EXERCISE PROMPT:
In the data that follows, find the line containing "Target: pond"; then quote that line and every line after it, exactly, through the last one.

Data listing:
◆ ◆ ◆ ◆ ◆ ◆ ◆

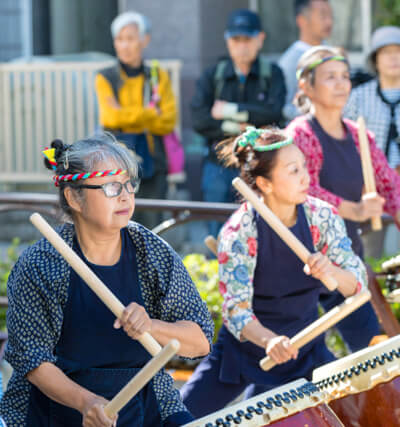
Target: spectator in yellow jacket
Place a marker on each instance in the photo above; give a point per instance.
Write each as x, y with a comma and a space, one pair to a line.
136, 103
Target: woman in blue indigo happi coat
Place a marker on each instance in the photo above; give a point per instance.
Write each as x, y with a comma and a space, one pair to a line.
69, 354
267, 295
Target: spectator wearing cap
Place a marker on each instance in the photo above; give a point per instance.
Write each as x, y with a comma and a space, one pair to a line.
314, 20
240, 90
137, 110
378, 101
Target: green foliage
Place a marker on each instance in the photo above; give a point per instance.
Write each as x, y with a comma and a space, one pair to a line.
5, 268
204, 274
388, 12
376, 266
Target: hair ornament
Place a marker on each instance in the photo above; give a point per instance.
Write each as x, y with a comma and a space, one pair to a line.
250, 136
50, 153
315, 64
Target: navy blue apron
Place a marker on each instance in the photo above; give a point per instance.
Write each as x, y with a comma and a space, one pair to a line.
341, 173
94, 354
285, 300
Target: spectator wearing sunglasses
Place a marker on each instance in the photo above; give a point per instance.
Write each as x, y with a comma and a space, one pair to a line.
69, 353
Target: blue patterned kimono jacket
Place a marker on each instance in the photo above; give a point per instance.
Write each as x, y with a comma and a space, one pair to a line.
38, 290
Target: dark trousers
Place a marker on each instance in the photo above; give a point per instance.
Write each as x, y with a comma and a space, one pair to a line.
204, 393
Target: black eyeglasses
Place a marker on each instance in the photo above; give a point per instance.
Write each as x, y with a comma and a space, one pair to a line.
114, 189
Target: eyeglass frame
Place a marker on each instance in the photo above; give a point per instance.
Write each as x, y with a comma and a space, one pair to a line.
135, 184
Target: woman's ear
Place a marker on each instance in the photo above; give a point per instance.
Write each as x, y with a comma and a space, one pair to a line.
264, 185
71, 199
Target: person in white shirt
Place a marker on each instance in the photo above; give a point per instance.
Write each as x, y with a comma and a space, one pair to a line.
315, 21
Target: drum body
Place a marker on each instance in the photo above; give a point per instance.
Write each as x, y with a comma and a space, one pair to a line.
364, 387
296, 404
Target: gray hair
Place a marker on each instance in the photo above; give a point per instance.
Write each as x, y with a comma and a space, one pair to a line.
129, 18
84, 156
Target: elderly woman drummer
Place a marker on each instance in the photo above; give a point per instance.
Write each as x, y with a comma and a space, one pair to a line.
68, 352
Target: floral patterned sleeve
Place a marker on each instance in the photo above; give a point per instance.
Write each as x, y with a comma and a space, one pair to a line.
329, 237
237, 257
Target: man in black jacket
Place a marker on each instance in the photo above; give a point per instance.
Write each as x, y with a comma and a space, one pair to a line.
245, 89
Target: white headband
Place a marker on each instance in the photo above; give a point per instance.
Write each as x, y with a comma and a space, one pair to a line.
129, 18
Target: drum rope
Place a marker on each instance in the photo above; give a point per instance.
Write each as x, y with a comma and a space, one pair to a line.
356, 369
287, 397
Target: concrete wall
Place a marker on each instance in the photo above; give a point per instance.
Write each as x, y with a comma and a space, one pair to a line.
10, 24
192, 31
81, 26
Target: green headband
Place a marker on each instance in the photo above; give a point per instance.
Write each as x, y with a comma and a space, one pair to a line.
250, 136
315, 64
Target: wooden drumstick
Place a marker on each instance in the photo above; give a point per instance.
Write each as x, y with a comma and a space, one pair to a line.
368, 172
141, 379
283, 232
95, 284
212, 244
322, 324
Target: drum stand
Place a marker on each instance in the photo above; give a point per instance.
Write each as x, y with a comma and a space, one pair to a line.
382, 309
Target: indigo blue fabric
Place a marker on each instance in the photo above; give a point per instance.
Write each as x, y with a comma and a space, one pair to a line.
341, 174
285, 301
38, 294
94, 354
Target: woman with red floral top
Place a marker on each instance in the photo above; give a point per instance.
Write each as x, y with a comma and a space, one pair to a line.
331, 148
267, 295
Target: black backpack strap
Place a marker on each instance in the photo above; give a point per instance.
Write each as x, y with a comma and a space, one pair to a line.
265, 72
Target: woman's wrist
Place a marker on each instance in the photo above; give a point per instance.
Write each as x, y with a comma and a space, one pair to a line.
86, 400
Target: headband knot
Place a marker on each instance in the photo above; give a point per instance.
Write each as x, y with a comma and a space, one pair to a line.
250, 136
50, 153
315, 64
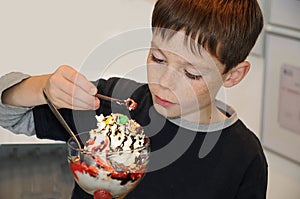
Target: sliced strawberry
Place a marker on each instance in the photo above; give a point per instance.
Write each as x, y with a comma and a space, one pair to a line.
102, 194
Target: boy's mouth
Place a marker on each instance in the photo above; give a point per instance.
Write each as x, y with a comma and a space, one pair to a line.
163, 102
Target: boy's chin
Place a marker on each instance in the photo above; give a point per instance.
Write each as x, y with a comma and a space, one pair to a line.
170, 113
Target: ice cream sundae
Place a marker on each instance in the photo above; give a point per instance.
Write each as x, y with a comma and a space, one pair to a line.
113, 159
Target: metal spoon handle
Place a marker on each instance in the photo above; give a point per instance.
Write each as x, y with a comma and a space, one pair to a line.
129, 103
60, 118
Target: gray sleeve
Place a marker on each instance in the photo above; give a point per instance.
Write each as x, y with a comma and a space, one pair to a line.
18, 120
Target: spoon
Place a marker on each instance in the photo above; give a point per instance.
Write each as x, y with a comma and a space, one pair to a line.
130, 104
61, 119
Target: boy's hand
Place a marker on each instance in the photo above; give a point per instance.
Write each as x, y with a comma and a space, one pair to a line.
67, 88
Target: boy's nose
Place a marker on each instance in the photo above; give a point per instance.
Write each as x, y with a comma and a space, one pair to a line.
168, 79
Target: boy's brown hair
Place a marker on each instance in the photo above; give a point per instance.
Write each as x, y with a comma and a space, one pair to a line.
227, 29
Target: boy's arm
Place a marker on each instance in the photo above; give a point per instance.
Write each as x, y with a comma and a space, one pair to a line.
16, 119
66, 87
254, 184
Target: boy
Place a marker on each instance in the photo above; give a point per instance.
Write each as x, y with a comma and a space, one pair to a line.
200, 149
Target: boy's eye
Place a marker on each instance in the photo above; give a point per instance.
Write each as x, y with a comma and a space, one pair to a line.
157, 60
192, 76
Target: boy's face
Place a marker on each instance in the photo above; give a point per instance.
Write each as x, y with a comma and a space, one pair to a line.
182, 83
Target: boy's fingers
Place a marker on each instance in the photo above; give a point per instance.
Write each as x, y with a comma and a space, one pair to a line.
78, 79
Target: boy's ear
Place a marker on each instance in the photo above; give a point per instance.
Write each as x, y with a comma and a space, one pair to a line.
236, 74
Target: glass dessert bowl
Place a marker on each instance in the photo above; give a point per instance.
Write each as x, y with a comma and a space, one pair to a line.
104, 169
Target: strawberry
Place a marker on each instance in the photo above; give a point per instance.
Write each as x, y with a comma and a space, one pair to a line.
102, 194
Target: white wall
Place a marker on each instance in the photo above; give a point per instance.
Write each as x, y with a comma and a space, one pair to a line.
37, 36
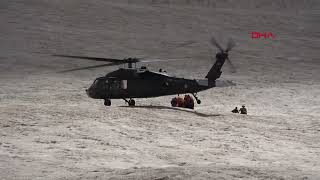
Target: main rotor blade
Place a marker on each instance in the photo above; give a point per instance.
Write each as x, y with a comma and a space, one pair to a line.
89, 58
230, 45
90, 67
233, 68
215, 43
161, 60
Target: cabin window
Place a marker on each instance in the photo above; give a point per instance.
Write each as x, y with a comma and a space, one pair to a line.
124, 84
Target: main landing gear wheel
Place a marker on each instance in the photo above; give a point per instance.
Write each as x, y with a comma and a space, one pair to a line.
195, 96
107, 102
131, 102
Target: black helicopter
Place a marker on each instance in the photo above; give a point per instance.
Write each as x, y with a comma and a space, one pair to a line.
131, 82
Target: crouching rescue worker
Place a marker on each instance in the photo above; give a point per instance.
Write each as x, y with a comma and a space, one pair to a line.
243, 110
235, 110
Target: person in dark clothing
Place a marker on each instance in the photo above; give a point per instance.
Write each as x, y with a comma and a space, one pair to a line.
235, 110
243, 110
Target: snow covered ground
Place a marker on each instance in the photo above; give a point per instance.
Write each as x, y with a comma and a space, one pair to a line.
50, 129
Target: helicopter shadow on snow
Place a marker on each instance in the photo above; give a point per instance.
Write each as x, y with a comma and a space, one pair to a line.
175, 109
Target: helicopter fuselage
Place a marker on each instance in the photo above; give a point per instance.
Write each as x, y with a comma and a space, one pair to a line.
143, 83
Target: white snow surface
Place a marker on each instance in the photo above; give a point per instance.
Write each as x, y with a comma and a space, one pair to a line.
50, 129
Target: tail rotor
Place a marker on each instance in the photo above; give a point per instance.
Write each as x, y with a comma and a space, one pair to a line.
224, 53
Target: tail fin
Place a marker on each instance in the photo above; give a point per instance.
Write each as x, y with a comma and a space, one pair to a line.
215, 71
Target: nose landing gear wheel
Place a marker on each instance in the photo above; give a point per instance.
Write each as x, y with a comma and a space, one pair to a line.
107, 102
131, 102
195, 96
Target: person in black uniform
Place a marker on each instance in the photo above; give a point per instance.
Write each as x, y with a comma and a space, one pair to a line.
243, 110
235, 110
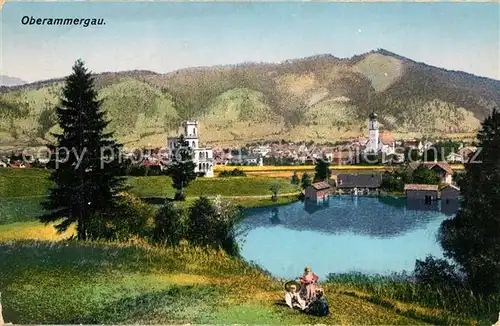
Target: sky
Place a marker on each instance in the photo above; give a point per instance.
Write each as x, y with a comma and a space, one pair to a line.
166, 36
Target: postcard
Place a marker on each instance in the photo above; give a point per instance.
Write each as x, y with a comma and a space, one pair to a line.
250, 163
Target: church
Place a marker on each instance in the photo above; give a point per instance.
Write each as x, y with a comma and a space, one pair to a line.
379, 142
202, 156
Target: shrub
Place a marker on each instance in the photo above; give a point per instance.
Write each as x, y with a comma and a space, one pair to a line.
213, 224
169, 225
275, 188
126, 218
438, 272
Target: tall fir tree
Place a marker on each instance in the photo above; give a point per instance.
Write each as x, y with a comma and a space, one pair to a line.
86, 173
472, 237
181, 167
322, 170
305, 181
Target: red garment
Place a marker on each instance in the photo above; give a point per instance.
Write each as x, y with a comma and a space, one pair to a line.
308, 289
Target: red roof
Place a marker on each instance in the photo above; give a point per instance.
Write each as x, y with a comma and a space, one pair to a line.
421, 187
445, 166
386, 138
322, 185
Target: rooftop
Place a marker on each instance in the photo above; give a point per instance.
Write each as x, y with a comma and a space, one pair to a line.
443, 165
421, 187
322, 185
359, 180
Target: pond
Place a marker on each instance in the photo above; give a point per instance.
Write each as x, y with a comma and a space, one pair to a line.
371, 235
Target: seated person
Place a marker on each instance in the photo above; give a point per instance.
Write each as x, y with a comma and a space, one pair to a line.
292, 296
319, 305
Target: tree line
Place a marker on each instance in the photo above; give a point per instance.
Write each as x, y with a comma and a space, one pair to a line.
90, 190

◆ ◆ ◆ ◆ ◆ ◆ ◆

EXERCISE RESPONSE:
Target: pond
Place a marker on each instance in the photo above; give a point per instance.
Write each as x, y with a comma and a space, one pair to a line.
371, 235
Target: seated person
Place a marker on each instance in the photo above; give a point per instance.
Write each as x, y with a comma and a space, one pair to a line.
292, 296
319, 305
Target: tree line
Place a marker on each instance in the photo above; give a point per instance.
Write each as x, y with a comma and a space, one pair to a line.
90, 190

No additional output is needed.